▶ **Text section**
####################
Why is IT industry in a wage trap

Last updated on: June 24, 2011 13:17 IST


Shyamal Majumdar

Vineet Nayyar says the 'incredible' wage push will make India's information technology and information technology-enabled services industry uncompetitive.

The Tech Mahindra vice-chairman and MD also says it will soon be cheaper to hire in certain locations abroad because there will be no economic rationale to hire here.

Calculations made by the Business Standard Research Bureau shows that Nayyar's concerns are not misplaced.

The wage cost of the top-10 IT companies in India has grown by an average17 per cent over the last three years, more than the 10-12 per cent growth in most other industries.

A job portal for MBA students -- iimjobs.com -- has also shown that salaries grew fastest at 12.7 per cent for professionals in the IT sector, taking them closer to their group mates working in finance and consulting.

. . .

Why is IT industry in a wage trap


The average salary for MBAs working in IT divisions was Rs 12.9 lakh (Rs 1.29 million) for three to four years of experience and Rs 17.3 lakh (Rs 1.73 million) for five to seven years of experience.

The trend will only increase since companies are forced to go in for huge hiring plans partly because of the huge attrition rate (60 per cent in the business process outsourcing industry alone).

TCS and Infosys, for example, have said they will hire 30,000 people this year.

It's tempting to dismiss Nayyar's concerns as an exaggeration.

After all, despite a steep increase in wages, India still offers significant labour cost savings.

. . .

Why is IT industry in a wage trap


Starting salaries of graduates in India are still 80-85 per cent lower than in developed countries.
####################
▶ **Entries shown**
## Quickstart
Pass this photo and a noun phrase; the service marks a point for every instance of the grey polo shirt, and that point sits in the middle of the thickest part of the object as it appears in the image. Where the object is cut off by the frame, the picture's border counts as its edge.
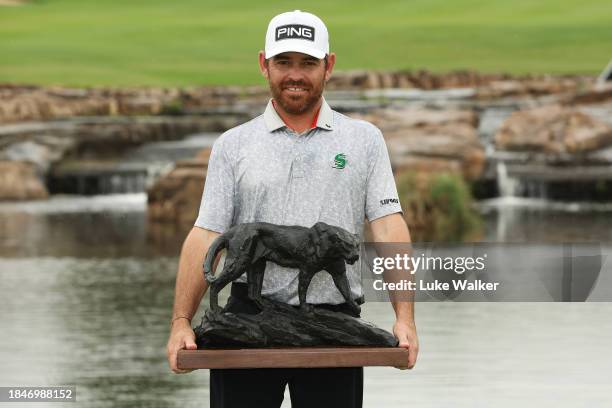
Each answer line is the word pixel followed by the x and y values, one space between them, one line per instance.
pixel 337 172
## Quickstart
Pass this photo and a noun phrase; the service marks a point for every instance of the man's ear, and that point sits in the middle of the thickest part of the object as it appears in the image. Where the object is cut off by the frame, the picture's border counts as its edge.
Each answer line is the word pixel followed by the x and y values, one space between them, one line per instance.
pixel 263 66
pixel 331 61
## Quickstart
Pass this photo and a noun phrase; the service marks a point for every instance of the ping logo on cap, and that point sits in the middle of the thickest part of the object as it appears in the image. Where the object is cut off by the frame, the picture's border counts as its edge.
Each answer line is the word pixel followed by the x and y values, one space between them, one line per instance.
pixel 294 31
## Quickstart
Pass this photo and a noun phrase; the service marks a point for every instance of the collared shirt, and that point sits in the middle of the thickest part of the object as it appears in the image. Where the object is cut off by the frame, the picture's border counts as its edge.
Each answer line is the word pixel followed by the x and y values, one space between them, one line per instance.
pixel 337 172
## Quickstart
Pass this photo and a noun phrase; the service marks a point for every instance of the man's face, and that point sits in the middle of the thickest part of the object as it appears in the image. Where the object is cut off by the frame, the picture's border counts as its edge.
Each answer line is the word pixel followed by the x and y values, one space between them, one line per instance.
pixel 296 80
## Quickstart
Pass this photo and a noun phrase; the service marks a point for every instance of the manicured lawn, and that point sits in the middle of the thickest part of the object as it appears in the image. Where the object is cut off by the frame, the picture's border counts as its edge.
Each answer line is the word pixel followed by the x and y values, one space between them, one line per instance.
pixel 189 42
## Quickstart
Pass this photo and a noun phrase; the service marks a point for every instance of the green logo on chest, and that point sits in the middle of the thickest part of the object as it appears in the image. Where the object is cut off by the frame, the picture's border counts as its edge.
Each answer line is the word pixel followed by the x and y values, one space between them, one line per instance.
pixel 339 161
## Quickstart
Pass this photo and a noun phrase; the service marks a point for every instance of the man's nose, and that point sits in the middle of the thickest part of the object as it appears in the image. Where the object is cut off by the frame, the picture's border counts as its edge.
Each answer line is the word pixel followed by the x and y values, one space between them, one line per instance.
pixel 296 73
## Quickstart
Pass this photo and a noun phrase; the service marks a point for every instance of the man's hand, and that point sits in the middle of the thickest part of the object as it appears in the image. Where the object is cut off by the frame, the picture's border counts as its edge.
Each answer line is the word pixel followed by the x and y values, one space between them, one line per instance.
pixel 181 337
pixel 407 337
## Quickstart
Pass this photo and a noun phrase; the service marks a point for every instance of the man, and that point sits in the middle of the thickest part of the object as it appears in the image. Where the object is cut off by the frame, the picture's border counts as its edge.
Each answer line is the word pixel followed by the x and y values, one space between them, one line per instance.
pixel 297 164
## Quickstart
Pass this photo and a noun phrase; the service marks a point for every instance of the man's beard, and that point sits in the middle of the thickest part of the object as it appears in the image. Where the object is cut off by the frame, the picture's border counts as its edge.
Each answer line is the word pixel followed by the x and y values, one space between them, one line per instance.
pixel 296 106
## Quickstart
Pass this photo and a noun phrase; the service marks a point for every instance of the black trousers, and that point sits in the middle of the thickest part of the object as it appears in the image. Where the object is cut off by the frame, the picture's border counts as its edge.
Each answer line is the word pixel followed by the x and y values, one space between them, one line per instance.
pixel 265 387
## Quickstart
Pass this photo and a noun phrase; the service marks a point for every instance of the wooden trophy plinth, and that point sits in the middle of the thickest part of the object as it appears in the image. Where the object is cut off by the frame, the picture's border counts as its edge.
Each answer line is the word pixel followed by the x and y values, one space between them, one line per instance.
pixel 297 357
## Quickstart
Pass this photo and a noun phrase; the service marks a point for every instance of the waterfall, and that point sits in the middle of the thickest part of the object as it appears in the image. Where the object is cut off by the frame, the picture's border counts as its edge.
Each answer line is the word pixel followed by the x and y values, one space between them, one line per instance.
pixel 506 185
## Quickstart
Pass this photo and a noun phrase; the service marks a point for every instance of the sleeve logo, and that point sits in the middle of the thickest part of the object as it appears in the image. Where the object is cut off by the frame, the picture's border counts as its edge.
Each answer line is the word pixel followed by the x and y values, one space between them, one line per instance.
pixel 389 201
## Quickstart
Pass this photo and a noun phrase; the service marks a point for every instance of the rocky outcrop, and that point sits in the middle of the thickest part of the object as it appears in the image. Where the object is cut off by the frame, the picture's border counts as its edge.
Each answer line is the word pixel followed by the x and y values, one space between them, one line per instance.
pixel 490 85
pixel 20 181
pixel 20 103
pixel 27 103
pixel 176 197
pixel 553 130
pixel 431 140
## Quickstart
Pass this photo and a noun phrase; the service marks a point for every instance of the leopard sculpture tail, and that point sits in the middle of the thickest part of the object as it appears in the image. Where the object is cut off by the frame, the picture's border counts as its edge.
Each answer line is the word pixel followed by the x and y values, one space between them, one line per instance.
pixel 218 244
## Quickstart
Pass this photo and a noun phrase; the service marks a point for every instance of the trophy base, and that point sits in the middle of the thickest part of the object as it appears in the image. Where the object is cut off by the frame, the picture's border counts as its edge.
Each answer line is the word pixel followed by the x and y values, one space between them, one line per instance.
pixel 298 357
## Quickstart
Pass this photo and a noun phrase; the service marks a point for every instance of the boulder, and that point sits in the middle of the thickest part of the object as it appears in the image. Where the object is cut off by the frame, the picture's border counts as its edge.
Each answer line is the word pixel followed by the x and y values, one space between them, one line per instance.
pixel 553 129
pixel 175 198
pixel 431 140
pixel 20 181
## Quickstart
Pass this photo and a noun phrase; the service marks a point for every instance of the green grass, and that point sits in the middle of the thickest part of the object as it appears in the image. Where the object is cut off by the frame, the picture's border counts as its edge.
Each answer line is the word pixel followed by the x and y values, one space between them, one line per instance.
pixel 189 42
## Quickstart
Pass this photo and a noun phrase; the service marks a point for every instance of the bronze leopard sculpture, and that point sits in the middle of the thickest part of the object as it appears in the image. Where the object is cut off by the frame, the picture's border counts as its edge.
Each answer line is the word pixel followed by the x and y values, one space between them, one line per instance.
pixel 310 250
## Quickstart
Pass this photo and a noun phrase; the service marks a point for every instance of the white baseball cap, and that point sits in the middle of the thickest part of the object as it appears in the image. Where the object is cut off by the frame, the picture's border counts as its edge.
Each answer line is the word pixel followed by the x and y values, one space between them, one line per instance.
pixel 297 31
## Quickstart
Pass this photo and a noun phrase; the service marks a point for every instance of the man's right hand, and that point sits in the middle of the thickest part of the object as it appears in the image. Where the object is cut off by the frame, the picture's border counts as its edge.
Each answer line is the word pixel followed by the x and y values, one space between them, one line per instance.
pixel 182 337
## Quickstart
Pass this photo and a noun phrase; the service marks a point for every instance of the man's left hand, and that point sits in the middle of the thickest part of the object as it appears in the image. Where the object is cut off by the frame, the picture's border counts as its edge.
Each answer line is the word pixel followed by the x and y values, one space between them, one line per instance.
pixel 407 337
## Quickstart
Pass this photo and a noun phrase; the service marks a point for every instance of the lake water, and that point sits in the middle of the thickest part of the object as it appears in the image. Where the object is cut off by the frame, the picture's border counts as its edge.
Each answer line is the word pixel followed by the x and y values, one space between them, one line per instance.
pixel 86 295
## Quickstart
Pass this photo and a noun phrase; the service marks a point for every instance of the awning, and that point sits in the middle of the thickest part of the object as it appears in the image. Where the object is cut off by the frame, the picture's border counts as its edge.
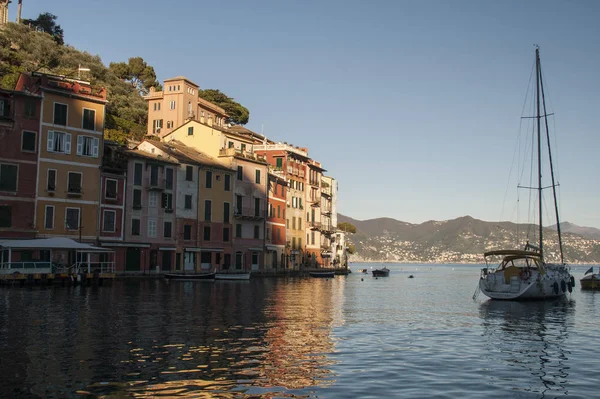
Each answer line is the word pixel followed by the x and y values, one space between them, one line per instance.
####################
▶ **To-do list**
(a) According to the text on IT industry wages, how many people did TCS and Infosys say they would hire this year?
(b) Pull out every line of the records that contains the string "sculpture", treating case as significant.

▶ **Worked answers**
(a) 30,000 people.

(b)
Pass this photo and a noun phrase; the service marks a point for every instance of the leopard sculpture tail, and that point sits in the middle of the thickest part of the object as it appears in the image. Where the object is cut off by the frame, the picture's border counts as its edge.
Pass this photo and a noun phrase; the service marks a point for every instance of the bronze leopard sculpture, and that point sits in the middle of the thickest part of the object as it appears in the image. Where the object is cut off by the frame, the picture's border counts as its edge.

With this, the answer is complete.